#### Compito assegnato:
Secondo il brano da leggere, per quale motivo Vo prova rabbia e risentimento verso i suoi figli? Risponda in una o due frasi.

Il film si apre con una scena di violenza inaudita perpetrata da un gruppo di donne su una giovane prostituta, Suong (Do Thi Hai Yen), accusata di aver sedotto i loro mariti. A salvarle la vita è Dien (Vo Thanh Hoa), un adolescente testimone della crudeltà che anima le mogli tradite. Grazie all’intervento del sensibile ragazzo, Suong riesce a raggiungere la barca di suo padre, Vo (Dustin Nguyen), un burbero uomo solo, evidentemente contrariato dall’arrivo della donna. Ad accoglierla, invece, ci pensa la dolce Nuong (Ninh Duong Lan Ngoc), sorella maggiore di Dien. L’arrivo di Suong a bordo della barca risveglia sopiti sentimenti nel cuore dei tre personaggi: diventa una madre per Nuong, un desiderio amoroso per Dien e un oggetto su cui riversare odio e disprezzo per Vo. Quando Suong si unisce alla famiglia lacerata, la radio annuncia l’epidemia aviaria.

Le acque del fiume Mekong trascinano le vite galleggianti prive di ancoraggio sociale e famigliare del quartetto, a riva e sulla barca si consumano i drammi dei personaggi. Il tradimento e l’abbandono da parte della moglie di Vo hanno innescato in lui la rabbia e il risentimento verso i suoi figli, tormentati da un vuoto sentimentale in cui sembrano intrappolati. Per volontà di un padre ostile, i tre vagano lungo il Mekong senza meta e senza fissa dimora, obbligati all’isolamento culturale e sociale e costretti ad allevare anatre.

In Floating lives lo sfondo sociale che fa da contesto alla narrazione interferisce con la sfera intima dei quattro reietti solo per complicarla e per acuire la crisi delle loro vite interrotte. L’esistenza dei personaggi è sospesa in uno stato di pura sopravvivenza, è una non-vita priva di coordinate temporali e spaziali, disorientata e senza uno scopo da perseguire. La barca, intesa come luogo vitale in cui agiscono e si incontrano i protagonisti, è una metafora dello stato in cui essi versano: come la barca galleggia e si lascia condurre dalla corrente del fiume, così gli smarriti personaggi della storia restano a galla, non affondano ma allo stesso tempo non si muovono, trascinati da una mano più forte della loro volontà, il destino a cui si sono abbandonati. Il dramma famigliare e personale nasce dall’incapacità di perdonare l’oltraggio subito, la punizione auto inflitta è il rifiuto di amare, da cui scaturisce il girovagare in una condizione di non umanità. La rinuncia all’amore di Vo intossica chi gli è vicino e finisce con il devastare il già fragile nucleo famigliare. Sarà la coraggiosa Nuong a interrompere la catena di odio compiendo un eversivo atto d’amore e di perdono.

Nella ristrettezza dei luoghi, il regista riesce a dirigere gli attori in un intreccio relazionale difficile e conflittuale, guidandoli lungo un tragitto di salvezza fatto di sguardi intensi e di silenziose azioni.

Il film dimostra una decisa progettualità di regia visualizzata nella costruzione degli spazi scenici, nella espressività richiesta agli attori (grandi interpreti del proprio personaggio) e una coerenza narrativa non sempre supportata dalla credibilità delle scelte visive.

#### Dati registrati:
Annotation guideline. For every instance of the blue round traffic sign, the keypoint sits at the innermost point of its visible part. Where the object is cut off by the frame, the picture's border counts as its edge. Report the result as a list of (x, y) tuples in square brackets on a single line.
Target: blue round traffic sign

#### Risposta al compito:
La causa è il tradimento e l'abbandono da parte di sua moglie, che hanno innescato in lui rabbia e risentimento verso i figli.